Dataset entries:
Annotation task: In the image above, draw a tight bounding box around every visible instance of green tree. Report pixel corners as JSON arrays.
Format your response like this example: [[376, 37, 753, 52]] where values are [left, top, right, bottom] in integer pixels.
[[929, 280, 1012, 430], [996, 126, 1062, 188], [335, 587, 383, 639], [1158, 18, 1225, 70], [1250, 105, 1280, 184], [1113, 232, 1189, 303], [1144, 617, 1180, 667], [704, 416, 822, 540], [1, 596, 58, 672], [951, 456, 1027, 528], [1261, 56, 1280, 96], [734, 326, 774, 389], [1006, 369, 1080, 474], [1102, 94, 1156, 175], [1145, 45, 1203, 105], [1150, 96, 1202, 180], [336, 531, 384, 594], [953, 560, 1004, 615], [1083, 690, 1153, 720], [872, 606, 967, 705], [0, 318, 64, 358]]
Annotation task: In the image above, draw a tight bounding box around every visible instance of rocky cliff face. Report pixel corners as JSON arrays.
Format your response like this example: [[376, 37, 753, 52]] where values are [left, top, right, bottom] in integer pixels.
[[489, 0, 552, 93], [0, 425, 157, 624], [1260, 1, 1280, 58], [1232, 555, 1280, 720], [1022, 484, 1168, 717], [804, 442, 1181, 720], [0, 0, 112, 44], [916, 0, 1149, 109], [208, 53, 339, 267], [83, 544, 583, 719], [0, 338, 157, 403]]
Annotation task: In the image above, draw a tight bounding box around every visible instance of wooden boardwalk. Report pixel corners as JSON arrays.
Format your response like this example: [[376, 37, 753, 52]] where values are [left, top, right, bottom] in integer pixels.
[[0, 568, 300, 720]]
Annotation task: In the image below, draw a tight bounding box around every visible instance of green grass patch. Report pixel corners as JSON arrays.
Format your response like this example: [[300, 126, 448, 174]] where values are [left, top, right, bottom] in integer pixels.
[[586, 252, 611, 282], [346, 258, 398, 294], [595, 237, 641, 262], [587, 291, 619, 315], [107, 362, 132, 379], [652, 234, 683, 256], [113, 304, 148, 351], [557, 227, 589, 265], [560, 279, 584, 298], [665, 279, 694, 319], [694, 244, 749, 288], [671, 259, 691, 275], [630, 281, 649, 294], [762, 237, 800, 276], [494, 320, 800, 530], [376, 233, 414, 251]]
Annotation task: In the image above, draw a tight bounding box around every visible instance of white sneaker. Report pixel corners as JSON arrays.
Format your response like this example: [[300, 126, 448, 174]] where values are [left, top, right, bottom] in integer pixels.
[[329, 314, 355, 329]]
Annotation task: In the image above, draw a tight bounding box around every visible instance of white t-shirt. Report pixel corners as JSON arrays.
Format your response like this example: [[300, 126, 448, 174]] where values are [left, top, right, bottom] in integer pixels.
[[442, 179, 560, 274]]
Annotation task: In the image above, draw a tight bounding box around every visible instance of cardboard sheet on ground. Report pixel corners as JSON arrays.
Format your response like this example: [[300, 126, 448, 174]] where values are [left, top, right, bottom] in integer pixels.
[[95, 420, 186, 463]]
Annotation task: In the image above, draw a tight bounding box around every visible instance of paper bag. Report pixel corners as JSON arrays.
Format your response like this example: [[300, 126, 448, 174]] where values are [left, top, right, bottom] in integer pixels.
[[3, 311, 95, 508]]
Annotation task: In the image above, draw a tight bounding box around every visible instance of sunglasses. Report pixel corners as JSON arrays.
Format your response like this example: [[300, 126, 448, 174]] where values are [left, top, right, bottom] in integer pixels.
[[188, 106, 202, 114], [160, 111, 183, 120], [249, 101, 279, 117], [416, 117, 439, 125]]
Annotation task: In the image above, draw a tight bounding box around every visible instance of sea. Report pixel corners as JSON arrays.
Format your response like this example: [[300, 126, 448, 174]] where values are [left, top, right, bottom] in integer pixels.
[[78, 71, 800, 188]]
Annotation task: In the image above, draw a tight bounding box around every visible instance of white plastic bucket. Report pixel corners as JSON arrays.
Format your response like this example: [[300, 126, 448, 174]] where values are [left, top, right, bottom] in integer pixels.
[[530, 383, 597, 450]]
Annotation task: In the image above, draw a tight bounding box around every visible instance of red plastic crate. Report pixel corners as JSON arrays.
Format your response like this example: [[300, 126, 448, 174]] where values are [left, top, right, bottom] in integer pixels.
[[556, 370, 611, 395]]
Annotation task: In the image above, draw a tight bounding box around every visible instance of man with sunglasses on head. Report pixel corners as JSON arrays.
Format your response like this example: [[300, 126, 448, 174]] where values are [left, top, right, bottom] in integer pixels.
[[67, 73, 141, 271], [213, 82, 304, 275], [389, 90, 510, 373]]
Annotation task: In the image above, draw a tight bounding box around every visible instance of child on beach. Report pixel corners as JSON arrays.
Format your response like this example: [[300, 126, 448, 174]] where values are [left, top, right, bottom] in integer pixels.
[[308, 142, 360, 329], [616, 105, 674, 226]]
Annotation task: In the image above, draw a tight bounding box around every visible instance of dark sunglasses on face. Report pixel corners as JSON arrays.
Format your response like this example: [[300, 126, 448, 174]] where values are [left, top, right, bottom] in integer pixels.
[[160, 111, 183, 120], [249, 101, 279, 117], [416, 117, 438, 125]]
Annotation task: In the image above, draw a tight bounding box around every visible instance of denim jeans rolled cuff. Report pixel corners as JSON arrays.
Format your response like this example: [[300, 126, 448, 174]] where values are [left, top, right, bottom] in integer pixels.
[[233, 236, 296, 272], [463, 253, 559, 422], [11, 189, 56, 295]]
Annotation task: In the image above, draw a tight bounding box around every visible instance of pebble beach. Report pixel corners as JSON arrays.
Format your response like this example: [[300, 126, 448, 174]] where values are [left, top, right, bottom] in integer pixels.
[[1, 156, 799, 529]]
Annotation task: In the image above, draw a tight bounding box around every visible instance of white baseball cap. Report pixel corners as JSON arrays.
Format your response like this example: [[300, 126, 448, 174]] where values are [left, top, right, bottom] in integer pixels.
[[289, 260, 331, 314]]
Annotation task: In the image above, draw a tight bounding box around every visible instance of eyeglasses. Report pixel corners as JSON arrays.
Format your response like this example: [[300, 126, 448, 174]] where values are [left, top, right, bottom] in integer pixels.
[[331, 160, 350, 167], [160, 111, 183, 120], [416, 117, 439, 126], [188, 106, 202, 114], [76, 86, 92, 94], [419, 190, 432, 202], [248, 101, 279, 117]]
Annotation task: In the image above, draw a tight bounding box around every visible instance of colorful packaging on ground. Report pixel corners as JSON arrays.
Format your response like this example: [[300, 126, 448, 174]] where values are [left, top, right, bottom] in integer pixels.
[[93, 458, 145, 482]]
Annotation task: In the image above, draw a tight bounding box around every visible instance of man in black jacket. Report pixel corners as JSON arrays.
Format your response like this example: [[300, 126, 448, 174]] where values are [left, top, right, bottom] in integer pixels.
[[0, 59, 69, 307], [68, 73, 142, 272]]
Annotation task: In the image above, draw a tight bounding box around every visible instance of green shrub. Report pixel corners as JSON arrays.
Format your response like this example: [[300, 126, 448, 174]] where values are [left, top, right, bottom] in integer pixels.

**TASK TO CARRY OUT**
The records above should be restated exactly, line for line.

**EXERCISE SOLUTION**
Annotation task: In the image above, draw a tight bounding box around every visible instance of green tree. Report pixel corners as JSON arrays.
Format your response like this example: [[376, 37, 753, 52]] where values are [left, top, right, bottom] in integer pixels.
[[929, 280, 1012, 430], [996, 126, 1062, 188], [335, 587, 383, 639], [1158, 18, 1225, 70], [1250, 105, 1280, 184], [1113, 232, 1189, 303], [1144, 617, 1180, 667], [704, 416, 822, 540], [1, 596, 58, 672], [951, 456, 1027, 528], [1261, 56, 1280, 96], [734, 326, 774, 389], [1006, 369, 1080, 474], [1102, 94, 1156, 175], [1145, 45, 1203, 105], [1150, 96, 1202, 180], [336, 531, 384, 594], [953, 560, 1004, 615], [1083, 690, 1153, 720], [872, 606, 967, 705], [0, 318, 64, 358]]
Annotation task: In the image above, draw a tight bounding box around every visible instance of rocky cliff face. Report pixel corners as JSON arrays.
Format your response like this example: [[376, 37, 753, 52]] where values are [left, top, right, bottom] in integer pixels.
[[489, 0, 552, 93], [0, 425, 157, 624], [1260, 1, 1280, 58], [1232, 555, 1280, 720], [1022, 484, 1168, 717], [804, 442, 1181, 720], [0, 0, 112, 44], [916, 0, 1149, 109], [208, 53, 339, 267], [83, 544, 583, 719], [0, 338, 157, 403]]
Annotation task: In the image above, draw a tight bounding box around every visible instance of wooden boardwalk. Report pixel corners as JSON arrays.
Format your response like this example: [[376, 37, 753, 52]] where values are [left, top, right, bottom] in integer pixels.
[[0, 568, 300, 720]]
Annotation task: In the image below, draw a tight bounding box around every visible instance of green grass patch. Report pixel corners as JSON arrays.
Format your response like this example: [[300, 126, 448, 174]] where values are [left, top, right, bottom] in integer pixels.
[[586, 252, 611, 282], [346, 258, 398, 294], [595, 237, 641, 262], [587, 291, 619, 315], [107, 362, 132, 379], [652, 234, 683, 256], [113, 304, 148, 351], [557, 227, 589, 265], [560, 279, 584, 298], [665, 279, 694, 319], [694, 244, 749, 288], [671, 259, 691, 275], [630, 281, 649, 294], [762, 237, 800, 276], [494, 320, 800, 530], [376, 233, 414, 251]]
Annotation task: In the image above, draw a tight bounding box around every visible instance of white sneaker. Report pixel corners as JSON arrays.
Format your response like this example: [[300, 126, 448, 174]] where values are [left, top, right, bottom] in integer pixels.
[[329, 314, 355, 329]]
Annotation task: In the image above, draw a tight bounding box around every visible instance of white t-shirt. Report pixel corners as JSON arrays.
Format your response like this example: [[300, 126, 448, 174]] where values are [left, top, right, bottom] in integer pixels.
[[442, 179, 560, 274]]
Annotation task: In the image above, draw a tight bounding box around every visible instance of cardboard sheet on ground. Report pixel corners as JSON arrays.
Format your response like this example: [[300, 126, 448, 174]] where values are [left, top, right, bottom] in integer pixels.
[[95, 420, 186, 463]]
Annotation task: In the image above, draw a tight bounding box around every visible instance of paper bag. Report pixel corners as JSON arrays.
Format your response like this example: [[300, 126, 448, 174]] where values are [left, top, right, bottom] in integer pixels.
[[3, 311, 95, 508]]
Annotation task: In the image above, draw a tight bounding box around every visible instance of sunglasses. Report pixel corners as JSON arrays.
Format your response like this example: [[300, 126, 448, 174]] where values are [left, top, right, bottom] in integer pixels.
[[188, 106, 202, 114], [160, 111, 183, 120], [249, 101, 279, 117], [416, 117, 439, 125]]
Annotation task: In the image above, draw a tight bounding box around every visible instance of sea. Report pixel corners as JSON arrays.
Format your response like this example: [[300, 126, 448, 174]] where values are [left, top, right, bottom] in integer pixels.
[[78, 71, 800, 188]]
Annotation task: In the image above, draw a tight bounding box around every visible instance of white plastic bucket. Report pixel corners as JSON arrays.
Format your response like this example: [[300, 126, 448, 174]] where values are [left, top, right, bottom] in integer pixels.
[[530, 383, 597, 450]]
Annotation task: In the image above, draw a tight bounding box around every visible instance of red plastic crate. Report pixel corners as JSON arrays.
Format your response like this example: [[300, 126, 448, 174]] where values are [left, top, right, bottom] in integer pixels.
[[556, 370, 611, 395]]
Annotation task: In the image above, draw a tight bounding box around every visible instance of man with sunglasses on head. Report pixel corners as JSON arrays.
Format your response like this example: [[300, 126, 448, 174]] where values are [left, top, right, bottom] in integer pixels.
[[67, 73, 141, 271], [213, 82, 304, 275], [389, 90, 510, 373]]
Annotation task: In the image above, draw a tight bounding box around every visible instance of child on beach. Report pixel corners as JSON arrays.
Format your response like this example: [[300, 126, 448, 174]] where values are [left, top, right, bottom] in integer pixels.
[[308, 142, 360, 329], [616, 105, 674, 226]]
Annotation task: In the image above, draw a tight bounding box around every visible instance of dark sunglasses on face. Report pixel corners as JSON arrays.
Format your response like this example: [[300, 126, 448, 174]] where values are [left, top, right, bottom] in integer pixels.
[[160, 111, 183, 120], [249, 101, 279, 117], [416, 117, 438, 125]]
Annotation task: In the image above, draw a tight bounding box around every visible instance of denim jeans rolled cuff. Report pixel corners as JSON arrays.
Format your response like this example: [[300, 126, 448, 174]] where values are [left, top, right, bottom] in integer pixels.
[[233, 236, 296, 272], [463, 253, 559, 422], [11, 189, 56, 295]]
Annotation task: In the image above, draw a tight bounding box around every visible instance of pebble beach. Report pixel corners as JSON arrays.
Format your response like this example: [[300, 126, 448, 174]] where values are [left, top, right, bottom] in integer pixels.
[[1, 156, 799, 529]]
Annotation task: In the image above, draw a tight bounding box around every visible instance of white baseball cap. Report pixel corners as JSON arrays.
Format your response like this example: [[300, 126, 448, 174]] where values are [left, top, right, bottom] in integer pixels.
[[289, 260, 331, 314]]
Annotation task: In the image above, draw a tight bounding box around every visible instance of eyeglasses. Report pixel corners as JSON arrays.
Format your response like this example: [[300, 126, 448, 174]] where values are [left, top, right, bottom] in integer pixels.
[[331, 160, 350, 167], [160, 111, 183, 120], [416, 117, 439, 126], [188, 106, 202, 114], [76, 86, 92, 94], [419, 190, 432, 202], [248, 101, 279, 117]]
Annotation task: In the image above, draw a tight bounding box around every visible instance of colorful packaging on ground. Report pixel corners as JSON arrays.
Format your response like this example: [[300, 126, 448, 174]] where values are [left, top, right, bottom] in integer pixels.
[[93, 458, 145, 482]]
Annotation task: In the image above, draw a tight bounding box around every visible instance of man in black jacket. Report pixel corners as JSON arrays.
Format your response like this example: [[300, 126, 448, 174]] where values are [left, top, right, bottom] in integer pixels.
[[0, 59, 69, 307], [68, 73, 142, 272]]
Annotation task: In the image above, draw a tight bounding box around every visible instance of green shrub. Report pixel corners as JSON arrays.
Format your response like this example: [[300, 126, 448, 174]] where values are [left, top, right, bottom] in integer pixels.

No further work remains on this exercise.